Pointing and labeling entries
┄┄┄┄┄┄

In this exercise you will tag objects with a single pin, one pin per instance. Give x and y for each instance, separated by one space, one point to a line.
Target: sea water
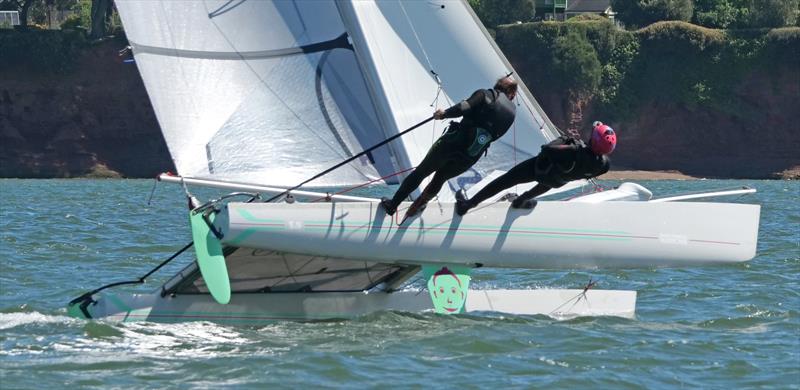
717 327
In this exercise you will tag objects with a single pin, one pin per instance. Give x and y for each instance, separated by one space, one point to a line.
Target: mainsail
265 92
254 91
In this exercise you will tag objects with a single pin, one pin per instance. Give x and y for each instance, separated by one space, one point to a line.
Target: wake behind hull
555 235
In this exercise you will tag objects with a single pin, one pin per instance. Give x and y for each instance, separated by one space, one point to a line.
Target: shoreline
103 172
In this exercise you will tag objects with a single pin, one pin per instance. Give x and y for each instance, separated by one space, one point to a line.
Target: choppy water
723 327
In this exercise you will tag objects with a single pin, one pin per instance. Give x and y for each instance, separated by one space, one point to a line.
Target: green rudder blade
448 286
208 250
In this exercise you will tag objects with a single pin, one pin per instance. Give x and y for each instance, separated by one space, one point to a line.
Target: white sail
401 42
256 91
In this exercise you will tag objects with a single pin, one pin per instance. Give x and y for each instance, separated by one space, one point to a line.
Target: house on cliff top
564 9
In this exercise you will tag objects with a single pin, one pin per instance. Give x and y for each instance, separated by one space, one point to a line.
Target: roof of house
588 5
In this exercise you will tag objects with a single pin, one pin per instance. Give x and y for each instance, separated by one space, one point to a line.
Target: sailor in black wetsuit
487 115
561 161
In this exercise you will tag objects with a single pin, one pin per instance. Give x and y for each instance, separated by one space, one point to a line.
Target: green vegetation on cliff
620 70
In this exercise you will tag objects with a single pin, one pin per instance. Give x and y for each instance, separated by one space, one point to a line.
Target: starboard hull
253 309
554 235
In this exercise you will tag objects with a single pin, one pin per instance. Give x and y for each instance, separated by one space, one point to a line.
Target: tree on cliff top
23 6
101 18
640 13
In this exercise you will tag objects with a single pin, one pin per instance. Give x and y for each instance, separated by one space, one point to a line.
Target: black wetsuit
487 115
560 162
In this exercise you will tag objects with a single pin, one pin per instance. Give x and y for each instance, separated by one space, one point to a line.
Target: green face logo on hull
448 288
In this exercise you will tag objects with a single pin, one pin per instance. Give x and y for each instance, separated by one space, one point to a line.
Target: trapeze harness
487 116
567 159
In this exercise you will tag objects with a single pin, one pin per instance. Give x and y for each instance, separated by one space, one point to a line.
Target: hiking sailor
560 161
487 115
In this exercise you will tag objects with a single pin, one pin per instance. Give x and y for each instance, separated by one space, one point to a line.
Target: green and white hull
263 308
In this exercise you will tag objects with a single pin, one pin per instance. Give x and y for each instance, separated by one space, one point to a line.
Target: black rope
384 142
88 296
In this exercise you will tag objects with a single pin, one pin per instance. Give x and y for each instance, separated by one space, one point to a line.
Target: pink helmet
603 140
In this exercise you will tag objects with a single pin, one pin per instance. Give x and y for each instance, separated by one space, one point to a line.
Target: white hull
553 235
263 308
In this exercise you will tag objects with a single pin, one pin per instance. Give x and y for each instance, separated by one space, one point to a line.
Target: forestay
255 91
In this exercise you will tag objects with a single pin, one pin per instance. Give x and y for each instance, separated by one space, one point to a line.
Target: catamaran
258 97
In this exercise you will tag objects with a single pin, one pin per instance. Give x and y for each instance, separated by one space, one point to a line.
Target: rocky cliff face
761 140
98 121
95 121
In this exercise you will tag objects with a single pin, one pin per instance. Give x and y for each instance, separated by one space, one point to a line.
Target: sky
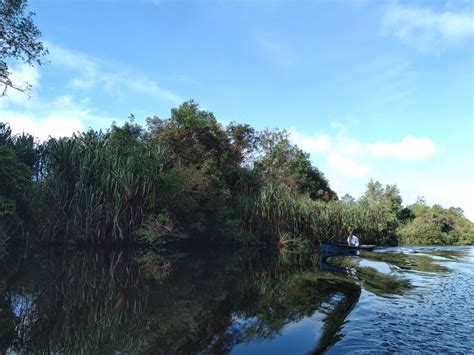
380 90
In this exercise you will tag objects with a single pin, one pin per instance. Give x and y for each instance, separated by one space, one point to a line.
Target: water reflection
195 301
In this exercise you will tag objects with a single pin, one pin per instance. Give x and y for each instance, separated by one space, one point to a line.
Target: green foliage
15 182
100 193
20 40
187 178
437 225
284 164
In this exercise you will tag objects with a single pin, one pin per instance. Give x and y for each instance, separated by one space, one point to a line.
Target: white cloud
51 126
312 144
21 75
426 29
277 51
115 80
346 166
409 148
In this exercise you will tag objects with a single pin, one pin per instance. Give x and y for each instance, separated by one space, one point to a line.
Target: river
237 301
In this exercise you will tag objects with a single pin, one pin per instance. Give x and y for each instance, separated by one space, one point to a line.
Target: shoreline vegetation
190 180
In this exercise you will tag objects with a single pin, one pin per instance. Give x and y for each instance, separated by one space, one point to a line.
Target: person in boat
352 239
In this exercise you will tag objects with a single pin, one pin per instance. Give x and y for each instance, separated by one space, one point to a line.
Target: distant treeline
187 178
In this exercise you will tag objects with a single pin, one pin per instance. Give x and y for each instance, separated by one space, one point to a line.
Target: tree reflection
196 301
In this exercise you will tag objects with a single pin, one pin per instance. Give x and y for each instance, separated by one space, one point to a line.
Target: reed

┄┄┄┄┄┄

◆ TASK REQUIREMENTS:
Transcribe all of the entries word for word, but skip any pictures they contain.

◆ COMPLETE OUTPUT:
In this exercise you will tag objects with a single pin, one pin per instance. Give x and y for each instance, separated by one space, one point to a line.
Target: sea water
717 327
In this exercise you will tag objects with a single pin, one pin per instance. Give x and y for each instance, separated by one space, one point to a line.
Target: mainsail
265 92
254 91
In this exercise you will tag objects with a single pin, one pin per instance. Give x and y for each instance, separated by one space, one point to a line.
Target: wake behind hull
555 235
In this exercise you will tag objects with a single pin, one pin per instance. Give x and y for each instance, separated by one space, one point to a line.
Target: shoreline
103 172
In this exercise you will tag objects with a single pin, one pin per instance. Give x and y for each instance, separated by one space, one point to a line.
Target: choppy water
723 327
In this exercise you will tag objects with a single pin, one pin per instance. Give x and y for each instance, separated by one space, one point to a line.
Target: green rudder blade
448 286
208 250
In this exercise you will tag objects with a single pin, one pin per instance. Give x and y for each instance, separated by one space, one point to a line.
Target: white sail
401 42
256 91
In this exercise you will tag objects with a single pin, one pin per instance. Give x and y for each instance, separated by one space, one point to a line.
Target: house on cliff top
564 9
In this exercise you will tag objects with a single pin, one pin per instance. Give x and y for each instance, separated by one space, one point to a line.
Target: roof of house
588 5
In this exercise you will tag objects with a single pin, one pin per instance. Give x and y for each instance, separated by one space, one point to a line.
Target: sailor in black wetsuit
487 115
561 161
In this exercise you will tag objects with a single pin, one pin per instance. Give x and y for each instance, separated by one space, one point to a line.
Target: green vegetation on cliff
620 70
In this exercise you will tag objects with a single pin, one pin per instance. Give x and y for each instance, separated by one space, one point to a line.
Target: starboard hull
253 309
554 235
In this exercise you will tag objects with a single pin, one pin per instance. Give x and y for each instance, separated by one space, one point to a line.
Target: tree on cliff top
23 6
101 18
640 13
In this exercise you will tag objects with a single pin, one pin per instance. Give x and y for each instance, separated by one space, one point to a line.
Target: black wetsuit
487 115
560 162
In this exercise you will tag objects with a single pin, one pin per instance. Give x and y for each instance, separated by one space, one point to a line.
Target: green face logo on hull
448 288
In this exercise you will tag objects with a single pin, one pin per instance. Give x and y for each instance, separated by one space, one point to a line.
Target: trapeze harness
487 116
567 159
In this exercise you will tag objects with a single pin, one pin per instance. Give x and y for each instance, separated by one space, one point to a line.
Target: hiking sailor
560 161
487 115
In this exercise you will tag objects with a single pin, one pin per instance. Give x and y for each instance, separated by one space, one point to a line.
Target: green and white hull
263 308
In this exercise you will tag objects with a single pin, one pin per instance. Give x and y for each instance, separated by one space, one point to a line.
Target: black rope
384 142
88 296
In this exercise you will tag objects with a single pin, one pin per instance. Give x and y for each instance, separated by one space, one point to a line.
Target: pink helmet
603 140
In this exercise you will tag objects with a single pin, one pin per instance. Give x and y for each instance, separated by one space, one point to a line.
Target: white hull
553 235
263 308
In this exercise you will tag objects with a single pin, one pin per instance. Give x and y for each instance, separated by one space, one point to a line.
Target: forestay
255 91
In this exercise you will tag objects with a single pin, one pin per instance. Give x and y for each instance, separated by one space, one point to a line.
Target: catamaran
258 97
In this exercise you will tag objects with a single pin, one pin per instance. Give x and y for each instance, separated by one space, one point to a line.
Target: rocky cliff face
761 140
98 121
95 121
In this exercise you will tag objects with a single pin, one pin per instance. Give x and y for each instance, separated by one space, one point to a line.
Target: sky
380 90
In this exercise you will tag objects with a single pin, one pin per instance. Give x and y for each instance, separated by one space, one point to a line.
Target: water reflection
195 301
In this exercise you will tag objects with a single pin, one pin per instance. Give x and y for each instance, separated by one space, one point to a line.
Target: green foliage
15 182
100 193
20 40
187 178
437 225
284 164
In this exercise you will tag objects with a single pin, one pin per instance. Give x and y for each instance, separated by one space, one point to a line.
Target: white cloud
51 126
312 144
21 75
426 29
277 51
115 80
346 166
409 148
In this exercise you will tag objects with a single pin, one pin per instance. Give x and y for each instance, separated by one space, one point to a line.
Target: river
237 301
In this exercise you will tag objects with a single pin, one pin per instance. Give x and y for each instance, separated by one space, one point to a line.
Target: shoreline vegetation
190 180
In this exercise you will tag objects with a single pin, one pin per instance. Give x and y for each instance, separated by one space, one point to a line.
Target: person in boat
352 239
In this exercise you will tag objects with a single pin, one pin per instance. Give x and y for each instance, separated by one space, one point to a line.
Target: distant treeline
187 178
In this exercise you will tag objects with a single pin, one pin per instance. Give x and y for each instance, separated by one space, one point to a line.
Target: tree reflection
196 301
In this exercise you will tag objects with a single pin, one pin per instance. Give x and y for each instance, separated by one space, one point to a line.
Target: reed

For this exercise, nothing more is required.